### Entries supplied
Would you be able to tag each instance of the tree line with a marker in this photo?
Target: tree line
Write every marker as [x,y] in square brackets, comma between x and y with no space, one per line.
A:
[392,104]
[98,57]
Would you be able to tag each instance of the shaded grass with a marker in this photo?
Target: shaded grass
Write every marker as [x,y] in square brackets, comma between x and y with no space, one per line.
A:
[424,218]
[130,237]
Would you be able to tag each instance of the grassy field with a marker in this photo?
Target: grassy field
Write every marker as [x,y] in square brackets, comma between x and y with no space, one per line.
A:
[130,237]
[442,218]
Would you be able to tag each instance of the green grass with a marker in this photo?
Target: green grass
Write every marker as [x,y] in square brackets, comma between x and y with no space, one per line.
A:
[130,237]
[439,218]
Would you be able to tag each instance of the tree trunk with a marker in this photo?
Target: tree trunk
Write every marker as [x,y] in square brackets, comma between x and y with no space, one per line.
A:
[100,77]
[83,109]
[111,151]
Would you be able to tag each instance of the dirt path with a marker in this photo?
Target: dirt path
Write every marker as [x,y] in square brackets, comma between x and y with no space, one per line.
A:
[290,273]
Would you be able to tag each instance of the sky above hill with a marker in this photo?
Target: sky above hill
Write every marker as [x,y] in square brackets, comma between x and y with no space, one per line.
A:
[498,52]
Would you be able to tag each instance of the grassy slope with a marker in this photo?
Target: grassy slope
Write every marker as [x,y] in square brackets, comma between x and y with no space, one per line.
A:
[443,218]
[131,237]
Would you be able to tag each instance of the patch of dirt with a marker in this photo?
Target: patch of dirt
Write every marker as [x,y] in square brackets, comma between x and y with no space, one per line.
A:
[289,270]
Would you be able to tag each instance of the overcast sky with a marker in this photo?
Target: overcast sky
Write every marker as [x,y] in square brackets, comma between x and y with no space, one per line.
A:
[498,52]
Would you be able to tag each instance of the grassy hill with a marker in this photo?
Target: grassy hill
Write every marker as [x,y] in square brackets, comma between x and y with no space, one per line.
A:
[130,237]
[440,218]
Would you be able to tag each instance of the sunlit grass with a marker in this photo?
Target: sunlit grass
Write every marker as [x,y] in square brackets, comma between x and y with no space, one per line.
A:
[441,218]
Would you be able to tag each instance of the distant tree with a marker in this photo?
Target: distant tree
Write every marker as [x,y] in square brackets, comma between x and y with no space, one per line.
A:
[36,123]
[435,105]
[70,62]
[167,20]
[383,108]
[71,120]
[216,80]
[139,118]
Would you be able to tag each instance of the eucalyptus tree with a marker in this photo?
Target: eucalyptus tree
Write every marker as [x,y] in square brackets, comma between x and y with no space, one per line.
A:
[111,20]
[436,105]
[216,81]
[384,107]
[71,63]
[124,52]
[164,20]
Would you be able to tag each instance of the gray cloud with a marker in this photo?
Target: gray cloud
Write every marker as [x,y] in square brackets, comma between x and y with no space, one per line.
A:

### The problem
The answer must reproduce all of the entries exactly.

### Written response
Would you be able to tag each instance of the tree line with a marker in this photo?
Target: tree line
Write every marker as [x,y] in square brackets, comma between x and y with no space, one per line.
A:
[392,104]
[98,57]
Would you be able to tag each instance of the shaded grass with a marker in this photo?
Target: shaded grass
Write every marker as [x,y] in square brackets, comma between x and y with no space, one per line.
A:
[424,218]
[130,237]
Would you be able to tag each instance of the grassy field with a marker in this photo?
Target: grassy field
Write every marker as [x,y] in square brackets, comma between x and y with no space, one per line.
A:
[130,237]
[442,218]
Would you be able to tag each instance of the green grass with a marker in this photo?
Target: green grass
Write every marker as [x,y] in square brackets, comma between x and y with no space, one per line.
A:
[130,237]
[439,218]
Would you be able to tag each instance of the tree trunk with a marker in this photo?
Target: tree trunk
Write every marker as [x,y] in square brackets, comma between x and y with no space, one per line.
A:
[100,77]
[83,109]
[111,151]
Would you be able to tag each instance of the dirt path with a marker in this photo?
Target: dirt path
Write every marker as [x,y] in square brackets, comma between x and y with no space, one per line.
A:
[290,273]
Would you be able to tag each instance of the sky above hill with a marker in this photo?
Target: sky above hill
Write every marker as [x,y] in square brackets, comma between x and y with no space, one per line.
A:
[498,52]
Would you be able to tag each instance of the grassy slope with a marker in this photo?
Target: grassy slope
Write every marker as [x,y] in square brackets, comma between x and y with no space, one per line.
A:
[443,218]
[131,237]
Would you be able to tag each instance of the patch of dirt with a marker in this photo?
Target: patch of dirt
Write every marker as [x,y] in square brackets, comma between x and y with no space, one per line.
A:
[289,270]
Would you be able to tag each instance of the overcast sky with a marker in this photo?
Target: overcast sky
Write every marker as [x,y] in square brackets, comma between x and y with no space, one per line.
A:
[498,52]
Would you be able to tag each instance of the grassy hill with a marker in this photo?
Target: grassy hill
Write every marker as [x,y] in square brackets, comma between x and y with no space, one per line.
A:
[130,237]
[440,218]
Would you be able to tag each instance of the sunlit grass with a marker in this photo?
Target: sunlit grass
Write every marker as [x,y] in square brackets, comma between x and y with no space, one per line.
A:
[441,218]
Would you be able to tag each instance of the distant tree with a marker in this photo?
Target: distant tree
Write every marker as [x,y] in square brackets, comma between x and y with no space, one per line.
A:
[36,123]
[435,105]
[70,62]
[167,20]
[383,108]
[71,120]
[216,80]
[139,118]
Would you be able to tag each instance of the eucalyptus tree with a marker in this photo?
Target: eucalyptus tree
Write every marker as [x,y] in square brackets, comma between x and y with no space, one per line.
A:
[111,20]
[436,105]
[216,81]
[384,107]
[71,63]
[124,52]
[164,20]
Would you be able to tag each instance of the gray cloud with a marker in this photo?
Target: gray cloud
Write every marker as [x,y] in square brackets, comma between x and y with no space, one per line.
A:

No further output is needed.